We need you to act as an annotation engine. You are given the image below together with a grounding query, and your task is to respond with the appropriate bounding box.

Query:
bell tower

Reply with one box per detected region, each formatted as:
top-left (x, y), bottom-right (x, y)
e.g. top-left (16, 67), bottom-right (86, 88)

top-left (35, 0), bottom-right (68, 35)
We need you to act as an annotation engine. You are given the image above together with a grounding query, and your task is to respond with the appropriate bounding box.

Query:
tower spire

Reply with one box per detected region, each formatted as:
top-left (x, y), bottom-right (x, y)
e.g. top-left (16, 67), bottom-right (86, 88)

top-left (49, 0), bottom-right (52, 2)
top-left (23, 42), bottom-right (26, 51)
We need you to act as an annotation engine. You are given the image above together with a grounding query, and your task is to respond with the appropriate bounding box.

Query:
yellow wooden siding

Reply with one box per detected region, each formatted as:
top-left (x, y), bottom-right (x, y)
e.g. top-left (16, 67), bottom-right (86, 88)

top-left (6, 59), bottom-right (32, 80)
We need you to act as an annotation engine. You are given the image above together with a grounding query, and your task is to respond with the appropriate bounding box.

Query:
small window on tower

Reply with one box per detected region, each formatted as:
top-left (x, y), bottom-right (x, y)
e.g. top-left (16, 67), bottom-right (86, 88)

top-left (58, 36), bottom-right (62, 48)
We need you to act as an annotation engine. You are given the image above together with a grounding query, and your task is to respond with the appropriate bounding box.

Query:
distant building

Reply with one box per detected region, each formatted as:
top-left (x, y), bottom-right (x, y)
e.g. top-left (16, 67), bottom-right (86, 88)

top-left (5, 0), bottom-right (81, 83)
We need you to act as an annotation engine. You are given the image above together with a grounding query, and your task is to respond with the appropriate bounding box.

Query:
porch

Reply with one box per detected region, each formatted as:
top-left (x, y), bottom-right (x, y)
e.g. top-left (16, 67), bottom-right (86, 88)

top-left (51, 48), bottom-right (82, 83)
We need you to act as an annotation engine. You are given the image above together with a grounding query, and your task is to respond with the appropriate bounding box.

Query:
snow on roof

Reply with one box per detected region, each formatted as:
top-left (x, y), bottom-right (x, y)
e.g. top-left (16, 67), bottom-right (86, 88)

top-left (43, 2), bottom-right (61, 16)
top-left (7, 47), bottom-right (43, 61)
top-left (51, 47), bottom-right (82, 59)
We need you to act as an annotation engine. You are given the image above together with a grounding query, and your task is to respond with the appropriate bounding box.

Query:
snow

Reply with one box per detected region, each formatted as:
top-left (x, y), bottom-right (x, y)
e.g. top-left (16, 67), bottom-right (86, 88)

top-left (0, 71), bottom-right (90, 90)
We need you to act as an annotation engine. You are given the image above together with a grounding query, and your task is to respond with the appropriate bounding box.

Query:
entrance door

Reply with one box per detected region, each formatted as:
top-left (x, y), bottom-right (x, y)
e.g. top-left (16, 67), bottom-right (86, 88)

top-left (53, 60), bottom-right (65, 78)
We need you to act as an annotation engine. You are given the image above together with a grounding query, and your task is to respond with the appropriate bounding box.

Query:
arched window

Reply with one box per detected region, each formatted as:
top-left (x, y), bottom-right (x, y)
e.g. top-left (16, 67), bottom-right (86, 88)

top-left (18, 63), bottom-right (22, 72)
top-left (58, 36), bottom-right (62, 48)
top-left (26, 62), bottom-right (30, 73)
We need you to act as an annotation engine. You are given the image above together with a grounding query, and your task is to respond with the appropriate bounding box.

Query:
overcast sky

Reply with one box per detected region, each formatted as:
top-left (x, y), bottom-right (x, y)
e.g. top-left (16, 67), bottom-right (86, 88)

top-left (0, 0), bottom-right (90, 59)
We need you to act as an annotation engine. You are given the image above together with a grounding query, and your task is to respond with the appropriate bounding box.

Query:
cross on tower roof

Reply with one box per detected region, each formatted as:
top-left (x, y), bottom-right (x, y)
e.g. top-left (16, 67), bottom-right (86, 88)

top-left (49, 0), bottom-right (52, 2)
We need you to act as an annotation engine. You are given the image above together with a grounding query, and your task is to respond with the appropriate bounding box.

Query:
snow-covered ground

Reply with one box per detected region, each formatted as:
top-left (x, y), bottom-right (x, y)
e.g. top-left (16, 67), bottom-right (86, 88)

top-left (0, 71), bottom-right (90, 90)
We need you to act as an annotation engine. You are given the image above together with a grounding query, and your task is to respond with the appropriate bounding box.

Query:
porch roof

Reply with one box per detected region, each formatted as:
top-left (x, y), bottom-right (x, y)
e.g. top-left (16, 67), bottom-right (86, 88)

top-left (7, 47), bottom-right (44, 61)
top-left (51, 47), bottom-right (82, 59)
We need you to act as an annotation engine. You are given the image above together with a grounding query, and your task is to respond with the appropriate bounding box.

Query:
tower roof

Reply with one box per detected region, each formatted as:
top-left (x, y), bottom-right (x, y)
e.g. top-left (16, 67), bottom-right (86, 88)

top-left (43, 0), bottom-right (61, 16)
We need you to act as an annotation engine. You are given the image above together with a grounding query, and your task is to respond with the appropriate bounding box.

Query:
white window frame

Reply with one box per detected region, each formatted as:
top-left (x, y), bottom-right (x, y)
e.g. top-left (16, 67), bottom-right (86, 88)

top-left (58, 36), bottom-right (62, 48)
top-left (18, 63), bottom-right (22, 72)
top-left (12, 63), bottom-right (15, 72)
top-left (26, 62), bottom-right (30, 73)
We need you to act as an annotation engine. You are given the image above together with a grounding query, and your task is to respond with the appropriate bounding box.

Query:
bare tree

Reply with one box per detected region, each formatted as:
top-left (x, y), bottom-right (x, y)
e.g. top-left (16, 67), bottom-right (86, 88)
====
Requirement: Extract every line from the items above that contains the string "roof". Matching is case-sensitive.

In response:
snow on roof
cross on tower roof
porch roof
tower roof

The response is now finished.